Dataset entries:
----------

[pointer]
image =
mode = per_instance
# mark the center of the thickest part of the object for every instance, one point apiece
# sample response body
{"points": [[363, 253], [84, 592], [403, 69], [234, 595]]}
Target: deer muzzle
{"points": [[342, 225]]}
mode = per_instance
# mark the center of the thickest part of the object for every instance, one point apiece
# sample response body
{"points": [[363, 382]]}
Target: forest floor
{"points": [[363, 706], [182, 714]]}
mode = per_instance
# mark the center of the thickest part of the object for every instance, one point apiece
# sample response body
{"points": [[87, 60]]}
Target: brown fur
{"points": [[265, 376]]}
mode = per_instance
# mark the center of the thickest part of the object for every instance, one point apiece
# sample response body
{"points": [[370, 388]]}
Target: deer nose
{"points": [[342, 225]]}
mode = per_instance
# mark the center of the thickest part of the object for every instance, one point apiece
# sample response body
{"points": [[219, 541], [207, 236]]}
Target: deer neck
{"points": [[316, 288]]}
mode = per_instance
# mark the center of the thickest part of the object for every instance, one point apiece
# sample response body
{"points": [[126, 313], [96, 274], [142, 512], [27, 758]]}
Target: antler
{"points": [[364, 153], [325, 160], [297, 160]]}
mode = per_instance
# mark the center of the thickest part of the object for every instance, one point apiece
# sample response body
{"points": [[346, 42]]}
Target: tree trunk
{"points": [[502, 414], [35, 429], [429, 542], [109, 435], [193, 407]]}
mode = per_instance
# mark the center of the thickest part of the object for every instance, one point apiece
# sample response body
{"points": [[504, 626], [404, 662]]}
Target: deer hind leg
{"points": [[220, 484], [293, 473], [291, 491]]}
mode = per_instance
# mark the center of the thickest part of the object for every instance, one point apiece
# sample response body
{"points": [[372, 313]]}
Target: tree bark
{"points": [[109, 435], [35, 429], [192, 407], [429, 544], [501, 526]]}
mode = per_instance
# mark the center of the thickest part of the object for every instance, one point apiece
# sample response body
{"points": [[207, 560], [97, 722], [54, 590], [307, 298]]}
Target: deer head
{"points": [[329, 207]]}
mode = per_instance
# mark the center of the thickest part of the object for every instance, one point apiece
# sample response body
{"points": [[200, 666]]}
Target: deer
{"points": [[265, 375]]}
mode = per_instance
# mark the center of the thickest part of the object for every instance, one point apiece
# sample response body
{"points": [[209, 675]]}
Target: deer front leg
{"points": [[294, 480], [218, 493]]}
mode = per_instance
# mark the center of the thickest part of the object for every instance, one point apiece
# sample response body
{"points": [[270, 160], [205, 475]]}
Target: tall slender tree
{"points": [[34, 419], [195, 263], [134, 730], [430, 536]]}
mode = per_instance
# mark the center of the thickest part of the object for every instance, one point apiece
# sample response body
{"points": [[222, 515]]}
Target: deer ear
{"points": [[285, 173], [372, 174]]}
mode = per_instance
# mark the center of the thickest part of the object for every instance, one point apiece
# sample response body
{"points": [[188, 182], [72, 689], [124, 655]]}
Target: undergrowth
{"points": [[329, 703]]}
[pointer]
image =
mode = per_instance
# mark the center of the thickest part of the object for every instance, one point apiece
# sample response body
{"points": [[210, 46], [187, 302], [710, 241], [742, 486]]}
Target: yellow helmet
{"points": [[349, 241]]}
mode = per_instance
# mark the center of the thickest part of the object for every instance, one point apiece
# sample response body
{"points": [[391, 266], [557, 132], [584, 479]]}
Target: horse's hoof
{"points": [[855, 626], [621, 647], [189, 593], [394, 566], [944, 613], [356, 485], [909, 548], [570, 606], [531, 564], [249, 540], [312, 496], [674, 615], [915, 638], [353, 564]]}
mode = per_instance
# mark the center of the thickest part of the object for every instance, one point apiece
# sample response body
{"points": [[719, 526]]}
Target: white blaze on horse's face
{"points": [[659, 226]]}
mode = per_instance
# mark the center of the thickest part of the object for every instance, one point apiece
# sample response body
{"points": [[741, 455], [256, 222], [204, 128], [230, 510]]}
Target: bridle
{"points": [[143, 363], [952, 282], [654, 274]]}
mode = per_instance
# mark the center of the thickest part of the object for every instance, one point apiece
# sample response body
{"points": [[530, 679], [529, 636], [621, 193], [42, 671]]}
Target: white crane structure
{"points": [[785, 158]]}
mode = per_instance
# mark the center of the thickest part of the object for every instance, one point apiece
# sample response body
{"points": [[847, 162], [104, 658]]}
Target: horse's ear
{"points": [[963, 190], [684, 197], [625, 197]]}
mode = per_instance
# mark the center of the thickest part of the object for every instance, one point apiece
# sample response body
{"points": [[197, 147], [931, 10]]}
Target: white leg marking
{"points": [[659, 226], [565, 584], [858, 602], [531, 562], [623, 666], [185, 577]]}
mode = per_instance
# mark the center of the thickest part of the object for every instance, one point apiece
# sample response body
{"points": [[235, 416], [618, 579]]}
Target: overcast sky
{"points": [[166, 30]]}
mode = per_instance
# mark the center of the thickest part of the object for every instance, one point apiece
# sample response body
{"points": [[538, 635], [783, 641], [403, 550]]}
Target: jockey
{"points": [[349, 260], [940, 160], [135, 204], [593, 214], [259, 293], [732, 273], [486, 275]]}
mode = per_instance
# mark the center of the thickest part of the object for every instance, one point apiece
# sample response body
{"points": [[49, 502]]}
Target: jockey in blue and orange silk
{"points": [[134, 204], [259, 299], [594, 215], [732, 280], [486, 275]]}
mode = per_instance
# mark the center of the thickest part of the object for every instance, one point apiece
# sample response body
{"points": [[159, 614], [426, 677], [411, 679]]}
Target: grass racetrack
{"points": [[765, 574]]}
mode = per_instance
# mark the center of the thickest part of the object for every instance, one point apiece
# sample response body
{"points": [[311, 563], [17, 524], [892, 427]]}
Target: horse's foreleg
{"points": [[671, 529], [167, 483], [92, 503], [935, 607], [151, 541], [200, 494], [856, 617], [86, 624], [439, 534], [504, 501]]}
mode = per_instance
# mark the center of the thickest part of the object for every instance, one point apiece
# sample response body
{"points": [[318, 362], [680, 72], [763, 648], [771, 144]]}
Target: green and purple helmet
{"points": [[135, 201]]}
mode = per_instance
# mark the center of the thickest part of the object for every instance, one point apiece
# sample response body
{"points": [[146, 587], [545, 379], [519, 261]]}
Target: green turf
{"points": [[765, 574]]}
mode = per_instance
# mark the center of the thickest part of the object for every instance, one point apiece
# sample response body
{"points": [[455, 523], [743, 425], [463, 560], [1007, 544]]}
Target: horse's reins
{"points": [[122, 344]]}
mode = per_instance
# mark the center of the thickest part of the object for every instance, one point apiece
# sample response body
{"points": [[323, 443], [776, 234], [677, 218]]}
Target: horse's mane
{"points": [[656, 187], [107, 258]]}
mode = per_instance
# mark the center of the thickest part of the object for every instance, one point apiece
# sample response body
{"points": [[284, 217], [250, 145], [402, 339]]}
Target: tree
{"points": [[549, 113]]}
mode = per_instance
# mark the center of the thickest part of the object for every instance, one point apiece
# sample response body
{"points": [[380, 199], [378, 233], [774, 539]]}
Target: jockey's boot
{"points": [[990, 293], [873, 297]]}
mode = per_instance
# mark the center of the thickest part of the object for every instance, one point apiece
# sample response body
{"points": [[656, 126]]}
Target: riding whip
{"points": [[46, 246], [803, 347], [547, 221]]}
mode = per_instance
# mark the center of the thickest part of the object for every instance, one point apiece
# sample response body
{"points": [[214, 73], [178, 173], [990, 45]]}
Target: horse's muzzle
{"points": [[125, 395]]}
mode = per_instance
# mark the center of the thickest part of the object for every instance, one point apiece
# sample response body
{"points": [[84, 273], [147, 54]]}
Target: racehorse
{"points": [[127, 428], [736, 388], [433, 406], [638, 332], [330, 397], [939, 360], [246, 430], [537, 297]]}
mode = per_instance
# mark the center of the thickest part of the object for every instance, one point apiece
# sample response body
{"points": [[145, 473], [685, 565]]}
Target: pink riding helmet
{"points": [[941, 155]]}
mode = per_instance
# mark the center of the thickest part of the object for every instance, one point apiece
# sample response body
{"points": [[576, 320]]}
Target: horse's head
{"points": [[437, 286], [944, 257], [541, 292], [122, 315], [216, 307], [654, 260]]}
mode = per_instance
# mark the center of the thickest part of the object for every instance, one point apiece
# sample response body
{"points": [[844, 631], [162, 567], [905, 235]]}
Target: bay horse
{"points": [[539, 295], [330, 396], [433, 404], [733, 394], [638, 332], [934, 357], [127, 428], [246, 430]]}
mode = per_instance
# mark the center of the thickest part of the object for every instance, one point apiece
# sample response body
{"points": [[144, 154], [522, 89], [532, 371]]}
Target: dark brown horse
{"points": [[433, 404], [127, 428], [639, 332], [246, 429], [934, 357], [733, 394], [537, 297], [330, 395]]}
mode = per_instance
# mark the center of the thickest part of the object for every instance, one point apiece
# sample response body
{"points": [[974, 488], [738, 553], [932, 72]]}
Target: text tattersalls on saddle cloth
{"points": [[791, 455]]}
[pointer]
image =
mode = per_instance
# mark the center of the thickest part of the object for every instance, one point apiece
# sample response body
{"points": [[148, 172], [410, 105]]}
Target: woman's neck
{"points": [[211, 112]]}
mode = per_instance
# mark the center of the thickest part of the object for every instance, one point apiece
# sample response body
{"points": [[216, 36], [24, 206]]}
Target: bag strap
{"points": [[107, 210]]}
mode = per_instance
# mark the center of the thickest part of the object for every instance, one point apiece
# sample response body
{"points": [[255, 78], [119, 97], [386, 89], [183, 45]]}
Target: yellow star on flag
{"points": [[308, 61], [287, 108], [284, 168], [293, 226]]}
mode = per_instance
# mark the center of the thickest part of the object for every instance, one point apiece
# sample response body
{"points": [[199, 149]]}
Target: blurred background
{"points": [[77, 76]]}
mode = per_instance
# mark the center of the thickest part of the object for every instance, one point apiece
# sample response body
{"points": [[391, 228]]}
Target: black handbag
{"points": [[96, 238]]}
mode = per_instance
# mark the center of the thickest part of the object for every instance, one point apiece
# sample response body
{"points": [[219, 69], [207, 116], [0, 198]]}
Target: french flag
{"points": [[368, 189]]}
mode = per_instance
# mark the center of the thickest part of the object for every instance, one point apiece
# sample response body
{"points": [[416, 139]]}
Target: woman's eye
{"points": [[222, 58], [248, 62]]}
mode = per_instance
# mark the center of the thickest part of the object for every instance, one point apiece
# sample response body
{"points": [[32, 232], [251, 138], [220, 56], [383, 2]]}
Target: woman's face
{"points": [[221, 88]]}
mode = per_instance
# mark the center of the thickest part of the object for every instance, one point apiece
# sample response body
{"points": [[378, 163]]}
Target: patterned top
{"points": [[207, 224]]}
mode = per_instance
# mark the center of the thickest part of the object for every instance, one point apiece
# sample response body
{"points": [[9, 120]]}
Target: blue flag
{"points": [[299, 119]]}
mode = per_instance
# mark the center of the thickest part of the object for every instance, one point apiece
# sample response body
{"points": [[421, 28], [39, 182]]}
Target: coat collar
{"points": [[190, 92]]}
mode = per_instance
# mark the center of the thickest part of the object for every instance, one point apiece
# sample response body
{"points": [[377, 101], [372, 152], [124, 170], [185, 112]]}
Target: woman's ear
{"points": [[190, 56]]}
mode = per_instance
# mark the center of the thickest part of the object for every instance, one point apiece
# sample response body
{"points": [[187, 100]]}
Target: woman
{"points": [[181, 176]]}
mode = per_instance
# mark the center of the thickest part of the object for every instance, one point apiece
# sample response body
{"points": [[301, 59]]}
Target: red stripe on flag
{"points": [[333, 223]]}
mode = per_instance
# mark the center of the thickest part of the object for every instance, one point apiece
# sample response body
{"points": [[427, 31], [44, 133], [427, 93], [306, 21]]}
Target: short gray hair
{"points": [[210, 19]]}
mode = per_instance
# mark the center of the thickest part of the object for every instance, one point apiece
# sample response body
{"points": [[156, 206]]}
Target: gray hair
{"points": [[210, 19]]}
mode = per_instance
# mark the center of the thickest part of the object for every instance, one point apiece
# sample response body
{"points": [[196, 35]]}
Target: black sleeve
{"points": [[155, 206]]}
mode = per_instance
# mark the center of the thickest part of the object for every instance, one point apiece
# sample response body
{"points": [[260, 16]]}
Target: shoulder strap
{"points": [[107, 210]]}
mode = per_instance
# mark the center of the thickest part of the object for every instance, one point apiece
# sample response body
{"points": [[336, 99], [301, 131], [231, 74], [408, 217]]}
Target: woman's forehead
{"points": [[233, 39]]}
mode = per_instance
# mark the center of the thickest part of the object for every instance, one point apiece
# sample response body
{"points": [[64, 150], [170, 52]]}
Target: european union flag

----------

*Assignment*: Nothing but the lines from the one with "Target: gray hair" through the last line of the data should appear; print them exactly.

*Output for this task*:
Target: gray hair
{"points": [[210, 19]]}
mode = per_instance
# mark the center of the thickest part of the object for every instance, one point apiece
# sample response body
{"points": [[196, 35]]}
Target: black sleeve
{"points": [[155, 206]]}
mode = per_instance
# mark the center of the thickest part of the object for every instance, one point apiece
# sample response body
{"points": [[260, 16]]}
Target: shoulder strap
{"points": [[107, 210]]}
mode = per_instance
# mark the center of the thickest part of the object for every instance, one point apiece
# sample response body
{"points": [[336, 99], [301, 131], [231, 74], [408, 217]]}
Target: woman's forehead
{"points": [[233, 39]]}
mode = per_instance
# mark the center of the thickest part of the object for every instance, one point apiece
# sample response body
{"points": [[64, 150], [170, 52]]}
Target: european union flag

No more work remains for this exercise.